*Extracted data entries*.
-*-*-

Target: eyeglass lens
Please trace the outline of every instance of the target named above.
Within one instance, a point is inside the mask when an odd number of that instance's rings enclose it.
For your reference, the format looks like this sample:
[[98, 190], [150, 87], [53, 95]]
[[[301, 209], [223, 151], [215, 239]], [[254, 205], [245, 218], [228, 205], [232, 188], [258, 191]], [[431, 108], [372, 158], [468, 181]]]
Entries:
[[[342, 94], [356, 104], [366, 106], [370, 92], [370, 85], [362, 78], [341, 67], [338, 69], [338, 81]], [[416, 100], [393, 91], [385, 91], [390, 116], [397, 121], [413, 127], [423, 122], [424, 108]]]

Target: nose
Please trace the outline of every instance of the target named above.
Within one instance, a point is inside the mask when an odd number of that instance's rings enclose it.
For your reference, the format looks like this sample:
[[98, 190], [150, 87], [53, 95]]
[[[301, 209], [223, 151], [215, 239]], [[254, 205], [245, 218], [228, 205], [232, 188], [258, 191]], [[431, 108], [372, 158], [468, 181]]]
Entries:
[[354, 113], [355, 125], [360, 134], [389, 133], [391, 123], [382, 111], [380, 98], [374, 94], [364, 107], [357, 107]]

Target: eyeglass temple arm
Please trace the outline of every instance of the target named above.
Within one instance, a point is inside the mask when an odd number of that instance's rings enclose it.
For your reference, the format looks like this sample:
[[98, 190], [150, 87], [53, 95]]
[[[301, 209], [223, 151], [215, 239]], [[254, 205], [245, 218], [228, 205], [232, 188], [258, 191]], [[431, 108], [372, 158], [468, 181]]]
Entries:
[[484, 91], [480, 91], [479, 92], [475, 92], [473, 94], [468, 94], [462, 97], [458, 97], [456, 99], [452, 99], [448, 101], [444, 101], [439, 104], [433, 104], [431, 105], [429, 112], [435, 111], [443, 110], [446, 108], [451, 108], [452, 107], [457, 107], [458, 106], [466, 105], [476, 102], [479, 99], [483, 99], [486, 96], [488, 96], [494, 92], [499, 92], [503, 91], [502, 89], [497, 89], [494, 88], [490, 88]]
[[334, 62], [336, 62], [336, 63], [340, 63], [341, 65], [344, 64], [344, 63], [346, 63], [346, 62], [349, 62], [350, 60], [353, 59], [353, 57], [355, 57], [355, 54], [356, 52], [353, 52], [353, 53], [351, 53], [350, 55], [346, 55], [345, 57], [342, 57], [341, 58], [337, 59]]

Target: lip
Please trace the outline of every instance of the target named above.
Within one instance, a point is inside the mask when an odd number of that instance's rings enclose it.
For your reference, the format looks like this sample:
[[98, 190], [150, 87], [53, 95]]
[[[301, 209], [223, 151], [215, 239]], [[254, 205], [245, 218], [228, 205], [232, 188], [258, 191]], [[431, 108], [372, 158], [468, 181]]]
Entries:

-*-*-

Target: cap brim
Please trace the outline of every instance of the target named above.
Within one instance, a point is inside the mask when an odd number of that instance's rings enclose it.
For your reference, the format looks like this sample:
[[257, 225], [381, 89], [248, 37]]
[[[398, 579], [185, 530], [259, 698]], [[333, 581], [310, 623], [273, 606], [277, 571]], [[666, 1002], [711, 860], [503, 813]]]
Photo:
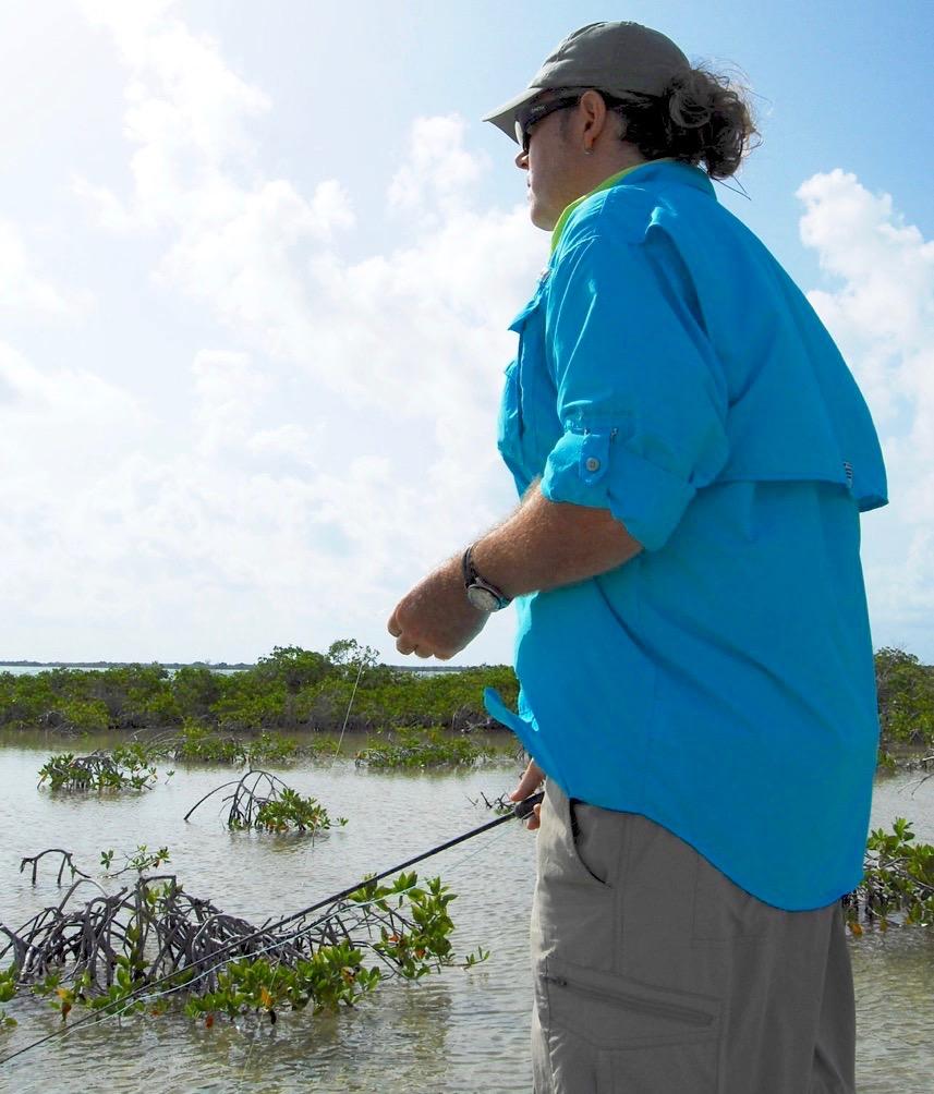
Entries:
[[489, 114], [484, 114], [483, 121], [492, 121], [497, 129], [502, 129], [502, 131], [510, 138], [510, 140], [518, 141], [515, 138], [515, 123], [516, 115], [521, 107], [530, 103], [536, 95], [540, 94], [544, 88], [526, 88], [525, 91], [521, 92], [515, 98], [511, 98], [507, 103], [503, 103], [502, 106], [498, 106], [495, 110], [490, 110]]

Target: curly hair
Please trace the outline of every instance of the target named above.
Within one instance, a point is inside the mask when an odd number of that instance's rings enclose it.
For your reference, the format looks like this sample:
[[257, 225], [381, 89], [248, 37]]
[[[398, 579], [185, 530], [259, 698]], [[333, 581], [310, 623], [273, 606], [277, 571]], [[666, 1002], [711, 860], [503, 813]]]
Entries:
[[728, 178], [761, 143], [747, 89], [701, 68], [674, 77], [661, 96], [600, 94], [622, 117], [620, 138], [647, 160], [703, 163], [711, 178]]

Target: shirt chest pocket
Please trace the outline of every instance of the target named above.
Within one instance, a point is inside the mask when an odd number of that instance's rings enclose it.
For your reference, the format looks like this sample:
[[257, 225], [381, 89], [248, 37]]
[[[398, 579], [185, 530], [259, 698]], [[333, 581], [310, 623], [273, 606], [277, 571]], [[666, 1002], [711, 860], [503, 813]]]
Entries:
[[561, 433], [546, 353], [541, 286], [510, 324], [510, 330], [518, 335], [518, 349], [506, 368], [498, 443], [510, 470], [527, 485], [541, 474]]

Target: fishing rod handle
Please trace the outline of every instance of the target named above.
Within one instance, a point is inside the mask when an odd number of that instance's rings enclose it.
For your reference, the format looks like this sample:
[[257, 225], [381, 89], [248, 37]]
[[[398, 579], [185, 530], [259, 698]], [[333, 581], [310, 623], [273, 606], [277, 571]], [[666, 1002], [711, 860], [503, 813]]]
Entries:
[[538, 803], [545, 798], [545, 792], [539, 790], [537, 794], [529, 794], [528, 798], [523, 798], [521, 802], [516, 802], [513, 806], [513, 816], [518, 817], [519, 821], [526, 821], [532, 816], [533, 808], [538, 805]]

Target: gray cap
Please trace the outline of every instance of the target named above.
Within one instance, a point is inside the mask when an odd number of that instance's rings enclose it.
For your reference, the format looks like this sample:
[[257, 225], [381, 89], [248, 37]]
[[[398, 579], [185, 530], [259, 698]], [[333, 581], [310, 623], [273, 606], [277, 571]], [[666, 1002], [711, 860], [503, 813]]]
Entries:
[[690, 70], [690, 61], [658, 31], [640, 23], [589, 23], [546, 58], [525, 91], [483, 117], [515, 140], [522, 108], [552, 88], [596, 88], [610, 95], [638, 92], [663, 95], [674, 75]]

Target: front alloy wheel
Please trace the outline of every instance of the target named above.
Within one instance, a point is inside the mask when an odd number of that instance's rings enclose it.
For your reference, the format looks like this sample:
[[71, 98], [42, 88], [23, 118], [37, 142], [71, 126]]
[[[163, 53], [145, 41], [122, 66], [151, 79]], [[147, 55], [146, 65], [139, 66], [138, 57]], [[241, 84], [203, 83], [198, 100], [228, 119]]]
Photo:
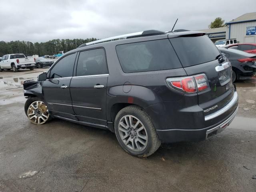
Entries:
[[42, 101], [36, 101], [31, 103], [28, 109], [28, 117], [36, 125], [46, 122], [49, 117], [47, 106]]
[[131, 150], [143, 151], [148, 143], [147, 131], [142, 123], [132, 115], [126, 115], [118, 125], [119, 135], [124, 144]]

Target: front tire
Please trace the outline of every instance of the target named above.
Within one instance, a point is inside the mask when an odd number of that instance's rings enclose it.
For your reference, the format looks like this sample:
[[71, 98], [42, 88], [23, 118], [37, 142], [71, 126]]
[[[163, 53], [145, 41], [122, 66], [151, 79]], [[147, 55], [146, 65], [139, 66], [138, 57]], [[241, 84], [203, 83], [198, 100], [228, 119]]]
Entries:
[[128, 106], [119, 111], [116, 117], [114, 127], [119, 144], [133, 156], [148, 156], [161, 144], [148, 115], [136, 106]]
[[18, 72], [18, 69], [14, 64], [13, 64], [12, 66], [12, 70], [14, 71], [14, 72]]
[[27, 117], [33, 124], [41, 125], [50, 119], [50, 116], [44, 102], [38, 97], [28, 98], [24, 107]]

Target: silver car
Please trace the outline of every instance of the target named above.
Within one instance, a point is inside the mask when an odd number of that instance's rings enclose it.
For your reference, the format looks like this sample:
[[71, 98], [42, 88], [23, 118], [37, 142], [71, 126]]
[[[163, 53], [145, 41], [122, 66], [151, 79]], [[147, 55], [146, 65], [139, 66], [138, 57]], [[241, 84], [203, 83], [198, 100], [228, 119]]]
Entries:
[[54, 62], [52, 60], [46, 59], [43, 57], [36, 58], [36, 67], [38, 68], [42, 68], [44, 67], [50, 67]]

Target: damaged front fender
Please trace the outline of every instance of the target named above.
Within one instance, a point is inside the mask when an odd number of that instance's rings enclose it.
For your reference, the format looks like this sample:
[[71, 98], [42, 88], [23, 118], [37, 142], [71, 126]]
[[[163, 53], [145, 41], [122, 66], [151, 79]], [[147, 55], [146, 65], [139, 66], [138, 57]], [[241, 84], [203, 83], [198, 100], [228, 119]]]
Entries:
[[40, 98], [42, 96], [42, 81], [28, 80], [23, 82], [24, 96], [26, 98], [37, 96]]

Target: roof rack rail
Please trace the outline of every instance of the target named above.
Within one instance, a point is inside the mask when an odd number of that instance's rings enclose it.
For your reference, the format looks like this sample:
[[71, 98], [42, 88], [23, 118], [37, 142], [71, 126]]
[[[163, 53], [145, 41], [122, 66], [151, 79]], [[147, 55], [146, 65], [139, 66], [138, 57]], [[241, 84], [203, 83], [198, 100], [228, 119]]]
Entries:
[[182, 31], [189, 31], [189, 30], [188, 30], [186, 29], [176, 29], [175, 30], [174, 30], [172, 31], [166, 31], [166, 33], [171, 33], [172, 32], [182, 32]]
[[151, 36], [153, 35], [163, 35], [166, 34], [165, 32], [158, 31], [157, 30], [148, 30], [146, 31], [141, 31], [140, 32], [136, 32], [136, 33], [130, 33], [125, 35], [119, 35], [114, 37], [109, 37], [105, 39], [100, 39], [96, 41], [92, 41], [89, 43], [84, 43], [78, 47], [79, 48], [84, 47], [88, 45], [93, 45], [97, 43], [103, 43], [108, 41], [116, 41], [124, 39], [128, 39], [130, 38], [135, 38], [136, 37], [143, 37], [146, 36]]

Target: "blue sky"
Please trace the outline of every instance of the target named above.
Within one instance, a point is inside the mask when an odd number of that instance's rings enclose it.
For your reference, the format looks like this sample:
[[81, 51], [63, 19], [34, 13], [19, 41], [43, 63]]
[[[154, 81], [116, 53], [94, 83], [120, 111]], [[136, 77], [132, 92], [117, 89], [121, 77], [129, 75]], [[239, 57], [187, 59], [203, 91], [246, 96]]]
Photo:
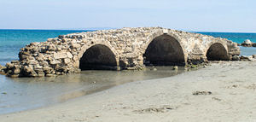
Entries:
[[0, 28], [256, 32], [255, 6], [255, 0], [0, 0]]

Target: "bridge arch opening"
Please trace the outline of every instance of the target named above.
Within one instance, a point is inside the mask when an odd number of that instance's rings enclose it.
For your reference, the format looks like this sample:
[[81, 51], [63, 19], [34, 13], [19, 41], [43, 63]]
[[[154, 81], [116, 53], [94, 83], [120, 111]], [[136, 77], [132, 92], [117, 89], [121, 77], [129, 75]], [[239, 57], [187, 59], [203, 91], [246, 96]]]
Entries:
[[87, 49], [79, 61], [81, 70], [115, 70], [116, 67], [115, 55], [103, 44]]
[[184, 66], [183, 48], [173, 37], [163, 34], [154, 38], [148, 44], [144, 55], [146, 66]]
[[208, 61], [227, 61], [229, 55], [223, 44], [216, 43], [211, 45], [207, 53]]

-*-*-

*GOAL*. Put the lines of the records, starting with the line that contains "Target: eyeglass lens" and going on through the line that contains "107], [357, 107]]", into a JSON list of strings, one string per line. Leave out blank lines.

*WRITTEN ANSWER*.
[
  "Target: eyeglass lens",
  "Please trace the outline of every instance of the target named above.",
  "Within one instance, a point is inside the mask when an odd number of that instance's rings enclose it.",
  "For your reference, the format looks like this sample:",
  "[[98, 190], [150, 87], [53, 95]]",
  "[[[301, 209], [223, 151], [215, 239]], [[254, 205], [245, 218], [228, 205], [232, 188], [258, 191]], [[431, 108], [372, 158], [468, 181]]]",
  "Entries:",
  "[[[342, 94], [356, 104], [366, 106], [370, 92], [370, 85], [362, 78], [341, 67], [338, 69], [338, 81]], [[416, 100], [393, 91], [385, 91], [390, 116], [397, 121], [413, 127], [423, 122], [424, 108]]]",
  "Target: nose",
  "Please trace the outline of every instance of the target named above.",
  "Within one instance, a point is inside the mask when an odd number of that instance's rings enclose it.",
  "For your reference, the format looks like this sample:",
  "[[98, 190], [150, 87], [53, 95]]",
  "[[[301, 209], [223, 151], [215, 239]], [[254, 205], [245, 218], [228, 205], [232, 188], [258, 191]], [[431, 108], [372, 158], [468, 181]]]",
  "Entries:",
  "[[354, 113], [355, 125], [360, 134], [389, 133], [391, 123], [382, 111], [380, 98], [374, 94], [364, 107], [357, 107]]"
]